GIVEN PROBLEM A:
Collect every line in the entries below that contains the word "lawn", copying each one in full.

SELECTED EXTRACT:
This sample project provides interfaces needed to download and search articles scraped from Wikipedia. It leverages a Wikipedia URL which takes you to a random article to download articles at random.
This project is built in Typescript. It uses Google Cloud Storage for document storage, and Google Cloud Datastore for object storage and retrieval.
Objective: Create a system which allows an end-user to:
-
Download up to 200 Wikipedia articles at random
-
Search downloaded Wikipedia articles
I decicded to build standalone Typescript utility classes which could execute the above functionality. They can be found in src/utils/
. They are listed, along with their function, below.
- ArticleDeleter.ts : An interface for deleting word-count representations of articles in Google Storage.
- ArticleDownloader.ts : An interface for downloading a random (or provided) Wikipedia article into Google Storage.
- ArticleFetcher.ts : An interface for fetching a random (or provided) Wikipedia article and parsing it into an HTMLElement object.
- ArticleFrequencyMap.ts : An interface for processing an article into a mapping of word frequencies (separated by words found in headings and body).
- ArticleProcessor.ts : An interface for processing stored articles in bulk, creating and storing their wrod frequency representations in Google Datastore as schemaless objects.
- ArticleSearcher.ts : An interface for searching all downloaded articles by relevance of the provided search term.
- SearchRelevanceScore.ts : An interface for creating a ranking of relevance, provided word frequency objects.
- WordFrequencyMap.ts : An interface for creating a word frequency mapping of some given text.
After being downloaded, articles are processed and stored for efficient searching.
Articles are transformed into ArticleFrequencyMap
objects by counting the frequency of words found in the article's heading and body. Words are scanned within a (configurable) 5-word window. For example, if an article included the sentence "Tim Berners-Lee devised and implemented the first Web browser", the frequency map representation would look as follows:
{
"tim": 1, "tim berners-lee": 1, "tim berners-lee devised": 1, ...

GIVEN PROBLEM B:
Pick up the write-up on the Wikipedia article search project above and continue it from its last line.

Pointing and labeling entries:
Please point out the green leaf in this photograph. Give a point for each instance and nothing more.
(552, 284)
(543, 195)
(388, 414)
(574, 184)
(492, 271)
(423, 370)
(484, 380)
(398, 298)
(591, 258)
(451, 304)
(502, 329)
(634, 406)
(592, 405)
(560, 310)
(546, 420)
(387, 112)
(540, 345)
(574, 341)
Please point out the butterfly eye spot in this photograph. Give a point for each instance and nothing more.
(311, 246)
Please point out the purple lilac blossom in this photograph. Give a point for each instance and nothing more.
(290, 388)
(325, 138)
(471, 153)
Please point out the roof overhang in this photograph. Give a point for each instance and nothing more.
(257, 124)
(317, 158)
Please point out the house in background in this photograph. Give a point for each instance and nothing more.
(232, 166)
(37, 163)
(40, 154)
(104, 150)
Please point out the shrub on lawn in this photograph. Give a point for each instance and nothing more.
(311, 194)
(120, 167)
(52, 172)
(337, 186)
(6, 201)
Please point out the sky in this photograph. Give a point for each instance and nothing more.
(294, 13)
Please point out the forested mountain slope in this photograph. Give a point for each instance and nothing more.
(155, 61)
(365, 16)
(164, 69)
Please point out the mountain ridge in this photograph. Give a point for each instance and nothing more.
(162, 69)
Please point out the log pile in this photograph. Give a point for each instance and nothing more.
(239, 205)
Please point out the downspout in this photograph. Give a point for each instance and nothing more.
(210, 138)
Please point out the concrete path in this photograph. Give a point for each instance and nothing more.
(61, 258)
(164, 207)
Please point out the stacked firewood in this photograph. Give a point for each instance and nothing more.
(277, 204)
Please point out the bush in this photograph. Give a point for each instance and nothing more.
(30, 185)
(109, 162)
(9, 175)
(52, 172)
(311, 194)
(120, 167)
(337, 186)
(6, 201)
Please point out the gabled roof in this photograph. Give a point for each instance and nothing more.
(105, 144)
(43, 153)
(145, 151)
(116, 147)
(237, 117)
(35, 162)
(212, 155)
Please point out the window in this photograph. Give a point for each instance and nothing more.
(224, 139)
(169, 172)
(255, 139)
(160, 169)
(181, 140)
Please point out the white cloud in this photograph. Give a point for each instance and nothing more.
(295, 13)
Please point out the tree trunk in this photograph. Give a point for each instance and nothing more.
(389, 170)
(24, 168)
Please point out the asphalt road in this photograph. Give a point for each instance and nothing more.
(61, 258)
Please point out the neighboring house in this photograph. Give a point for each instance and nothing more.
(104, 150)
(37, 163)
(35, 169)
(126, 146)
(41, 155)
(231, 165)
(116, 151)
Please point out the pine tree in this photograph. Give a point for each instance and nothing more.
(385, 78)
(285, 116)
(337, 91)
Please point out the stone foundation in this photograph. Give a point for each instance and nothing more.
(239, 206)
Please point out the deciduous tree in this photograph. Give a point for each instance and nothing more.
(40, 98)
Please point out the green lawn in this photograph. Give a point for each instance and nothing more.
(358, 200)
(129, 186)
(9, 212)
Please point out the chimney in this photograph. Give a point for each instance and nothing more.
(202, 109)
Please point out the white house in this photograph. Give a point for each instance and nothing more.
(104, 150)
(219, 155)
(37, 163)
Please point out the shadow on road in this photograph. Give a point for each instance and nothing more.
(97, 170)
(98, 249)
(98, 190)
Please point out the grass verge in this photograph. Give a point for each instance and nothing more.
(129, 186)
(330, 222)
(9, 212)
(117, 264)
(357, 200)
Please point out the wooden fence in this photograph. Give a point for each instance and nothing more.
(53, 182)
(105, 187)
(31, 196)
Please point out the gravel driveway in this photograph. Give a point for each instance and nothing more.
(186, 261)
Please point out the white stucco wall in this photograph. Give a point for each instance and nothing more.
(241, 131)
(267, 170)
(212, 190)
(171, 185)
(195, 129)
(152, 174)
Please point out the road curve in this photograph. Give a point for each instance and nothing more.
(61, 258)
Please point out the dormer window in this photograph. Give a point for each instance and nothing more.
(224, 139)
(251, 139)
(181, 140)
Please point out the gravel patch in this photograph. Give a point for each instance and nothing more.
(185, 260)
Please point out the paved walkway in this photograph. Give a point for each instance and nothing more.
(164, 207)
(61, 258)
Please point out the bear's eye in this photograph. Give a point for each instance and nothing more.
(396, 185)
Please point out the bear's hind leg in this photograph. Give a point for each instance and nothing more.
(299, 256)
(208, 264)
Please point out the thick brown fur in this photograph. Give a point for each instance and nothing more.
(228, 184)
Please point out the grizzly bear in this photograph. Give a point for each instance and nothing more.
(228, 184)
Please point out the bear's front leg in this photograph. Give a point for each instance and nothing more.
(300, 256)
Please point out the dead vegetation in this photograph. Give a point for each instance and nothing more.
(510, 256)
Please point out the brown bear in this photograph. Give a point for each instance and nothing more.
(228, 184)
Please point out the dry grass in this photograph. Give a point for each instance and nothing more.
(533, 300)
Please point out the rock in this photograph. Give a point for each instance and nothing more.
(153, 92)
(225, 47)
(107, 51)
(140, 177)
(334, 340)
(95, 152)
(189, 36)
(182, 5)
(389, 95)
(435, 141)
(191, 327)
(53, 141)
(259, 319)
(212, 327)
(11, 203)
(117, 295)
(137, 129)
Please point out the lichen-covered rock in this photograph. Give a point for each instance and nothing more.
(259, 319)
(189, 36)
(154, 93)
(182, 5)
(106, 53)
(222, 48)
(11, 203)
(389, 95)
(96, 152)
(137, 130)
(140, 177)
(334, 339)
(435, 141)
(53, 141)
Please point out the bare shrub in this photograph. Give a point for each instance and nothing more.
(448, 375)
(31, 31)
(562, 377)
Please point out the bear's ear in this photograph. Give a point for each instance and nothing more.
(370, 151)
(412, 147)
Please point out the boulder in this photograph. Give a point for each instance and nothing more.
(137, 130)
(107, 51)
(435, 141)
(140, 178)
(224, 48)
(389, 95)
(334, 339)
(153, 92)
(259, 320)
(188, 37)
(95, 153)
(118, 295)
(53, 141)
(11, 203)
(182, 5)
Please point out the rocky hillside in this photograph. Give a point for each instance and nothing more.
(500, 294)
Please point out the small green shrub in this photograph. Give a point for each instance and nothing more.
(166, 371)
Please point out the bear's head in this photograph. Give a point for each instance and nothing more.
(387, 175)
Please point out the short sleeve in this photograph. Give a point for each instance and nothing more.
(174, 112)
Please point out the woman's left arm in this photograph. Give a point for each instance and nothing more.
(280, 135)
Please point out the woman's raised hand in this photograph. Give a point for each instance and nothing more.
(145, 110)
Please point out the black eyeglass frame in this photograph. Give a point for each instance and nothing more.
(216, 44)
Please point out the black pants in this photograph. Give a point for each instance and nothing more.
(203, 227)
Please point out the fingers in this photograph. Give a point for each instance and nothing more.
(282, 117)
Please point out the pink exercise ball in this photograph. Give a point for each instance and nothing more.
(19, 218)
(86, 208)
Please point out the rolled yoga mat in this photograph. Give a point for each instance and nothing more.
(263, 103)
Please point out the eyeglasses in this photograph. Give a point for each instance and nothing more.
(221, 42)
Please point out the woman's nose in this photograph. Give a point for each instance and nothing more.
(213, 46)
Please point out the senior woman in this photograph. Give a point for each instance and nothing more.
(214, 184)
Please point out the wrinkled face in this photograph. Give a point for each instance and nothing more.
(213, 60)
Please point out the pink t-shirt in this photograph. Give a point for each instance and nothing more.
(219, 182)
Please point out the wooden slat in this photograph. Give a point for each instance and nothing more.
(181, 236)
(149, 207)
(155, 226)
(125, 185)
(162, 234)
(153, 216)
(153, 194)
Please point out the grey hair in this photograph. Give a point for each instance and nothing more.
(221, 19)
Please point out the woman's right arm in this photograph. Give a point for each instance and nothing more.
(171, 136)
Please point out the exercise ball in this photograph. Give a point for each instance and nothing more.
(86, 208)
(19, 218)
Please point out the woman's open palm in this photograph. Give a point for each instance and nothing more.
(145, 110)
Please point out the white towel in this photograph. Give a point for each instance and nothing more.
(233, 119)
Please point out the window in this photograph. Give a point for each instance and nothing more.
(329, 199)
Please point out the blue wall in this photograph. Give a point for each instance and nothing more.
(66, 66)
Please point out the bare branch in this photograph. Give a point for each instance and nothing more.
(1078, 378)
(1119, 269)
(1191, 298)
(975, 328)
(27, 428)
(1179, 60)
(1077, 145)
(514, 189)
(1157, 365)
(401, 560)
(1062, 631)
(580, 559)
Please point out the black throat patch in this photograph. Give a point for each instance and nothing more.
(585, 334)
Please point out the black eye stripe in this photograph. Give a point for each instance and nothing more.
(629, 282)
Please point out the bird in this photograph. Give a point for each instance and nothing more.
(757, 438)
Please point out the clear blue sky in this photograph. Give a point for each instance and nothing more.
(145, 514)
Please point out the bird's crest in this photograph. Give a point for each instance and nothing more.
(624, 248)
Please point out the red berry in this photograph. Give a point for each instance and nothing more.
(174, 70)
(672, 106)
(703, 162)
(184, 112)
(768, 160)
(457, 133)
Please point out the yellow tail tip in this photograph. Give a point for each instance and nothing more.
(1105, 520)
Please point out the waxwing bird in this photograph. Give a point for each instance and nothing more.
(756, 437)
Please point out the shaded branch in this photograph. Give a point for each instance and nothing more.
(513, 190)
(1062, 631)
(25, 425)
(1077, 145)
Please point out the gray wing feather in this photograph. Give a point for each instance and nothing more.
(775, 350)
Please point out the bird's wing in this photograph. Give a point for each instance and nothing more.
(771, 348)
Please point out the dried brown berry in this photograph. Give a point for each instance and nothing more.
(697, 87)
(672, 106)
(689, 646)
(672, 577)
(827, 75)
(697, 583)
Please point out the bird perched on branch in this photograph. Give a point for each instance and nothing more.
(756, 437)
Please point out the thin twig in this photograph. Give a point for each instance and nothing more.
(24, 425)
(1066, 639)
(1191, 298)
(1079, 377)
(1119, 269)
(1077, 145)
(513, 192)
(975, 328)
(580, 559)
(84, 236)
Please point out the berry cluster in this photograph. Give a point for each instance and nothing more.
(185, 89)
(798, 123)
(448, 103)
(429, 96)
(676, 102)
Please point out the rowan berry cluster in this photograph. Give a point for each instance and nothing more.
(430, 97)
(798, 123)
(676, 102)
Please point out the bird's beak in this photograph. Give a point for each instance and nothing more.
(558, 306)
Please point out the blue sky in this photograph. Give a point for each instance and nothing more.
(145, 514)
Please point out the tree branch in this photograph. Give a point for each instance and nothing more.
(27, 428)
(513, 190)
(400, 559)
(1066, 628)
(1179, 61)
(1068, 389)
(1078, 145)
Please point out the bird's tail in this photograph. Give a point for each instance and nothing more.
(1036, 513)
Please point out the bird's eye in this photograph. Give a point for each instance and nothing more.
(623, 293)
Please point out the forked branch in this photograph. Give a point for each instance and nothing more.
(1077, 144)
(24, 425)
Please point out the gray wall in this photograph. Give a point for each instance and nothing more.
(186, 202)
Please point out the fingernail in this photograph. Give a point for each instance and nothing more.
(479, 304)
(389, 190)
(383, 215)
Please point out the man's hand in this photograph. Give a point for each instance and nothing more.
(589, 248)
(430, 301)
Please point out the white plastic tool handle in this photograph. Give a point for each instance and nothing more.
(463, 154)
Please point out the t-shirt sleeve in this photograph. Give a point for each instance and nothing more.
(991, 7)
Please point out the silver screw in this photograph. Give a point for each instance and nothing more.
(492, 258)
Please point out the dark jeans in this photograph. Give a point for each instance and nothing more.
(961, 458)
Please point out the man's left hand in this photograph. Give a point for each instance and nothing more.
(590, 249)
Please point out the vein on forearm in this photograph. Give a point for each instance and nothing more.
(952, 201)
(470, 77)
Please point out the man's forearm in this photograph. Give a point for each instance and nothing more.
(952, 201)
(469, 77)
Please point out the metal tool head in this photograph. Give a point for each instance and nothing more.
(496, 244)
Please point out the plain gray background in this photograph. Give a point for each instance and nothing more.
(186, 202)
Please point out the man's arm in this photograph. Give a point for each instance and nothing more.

RIGHT ANSWER A:
Please point out the shrub on lawn in this photograph. Give a point for each instance and nothing more.
Please point out the green lawn in this photograph. Give a point for each instance and nothing more.

RIGHT ANSWER B:
"berners-lee": 1, "berners-lee devised": 1, "berners-lee devised implemented": 1, ...
...
}
Word counts are stored as individual objects in Datastore. The above example might be processed into many different word count objects, such as:
[
{ word: "tim", url: "...", freq: 1, isHeading: false },
{ word: "tim berners-lee", url: "...", freq: 1, isHeading: true }
...
]
Search terms are exploded into an ordered permutation of words. The search term "Shepard Fairey artist", for example, would be permuted into the following list of lists, where the index relates to how many words there are:
[
[ "shepard", "fairey", "artist" ],
[ "shepard fairey", "fairey artist"],
[ "shepard fairey artist" ],
]
This makes it convenient to check for article relevance, as later terms are given higher weight. The frequency of shepard fairey artist
in an article is given much higher weight than the frequency of artist
.
Each search term in the ordered permutation is used to fetch word counts in the Datastore, if word counts exist. The order of the list (which relates to how many words are in each term) is respected.
[
[ { word: "shepard", url: "...", freq: 23, isHeading: false }, ... ],
[ { word: "shepard fairey", url: "...", freq: 1, isHeading: true }, ...]
]
Finally, this list-of-lists is flattened by URL into a list of rankings for relevance. Search relevance score is computed by the following formula:
headingModifier = 1000 (multiply frequency by 1000 if it's a heading)
commonModifier = 10 (multiply frequency by 10 for each word in the term,
e.g. "shepard fairey" gets a multiplier of 20)
score = headingModifier * commonModifier * frequency
This score was devised so that articles with search terms found in their headings are given higher relevance scores, as are articles in which multiple words from the search term are found. The search term "Tim Berners-Lee" should result in a higher relevance score for articles with "Tim Berners-Lee" or "Berners-Lee" in them than articles with "Tim" in them, even if the article has 100x more "Tim" mentions.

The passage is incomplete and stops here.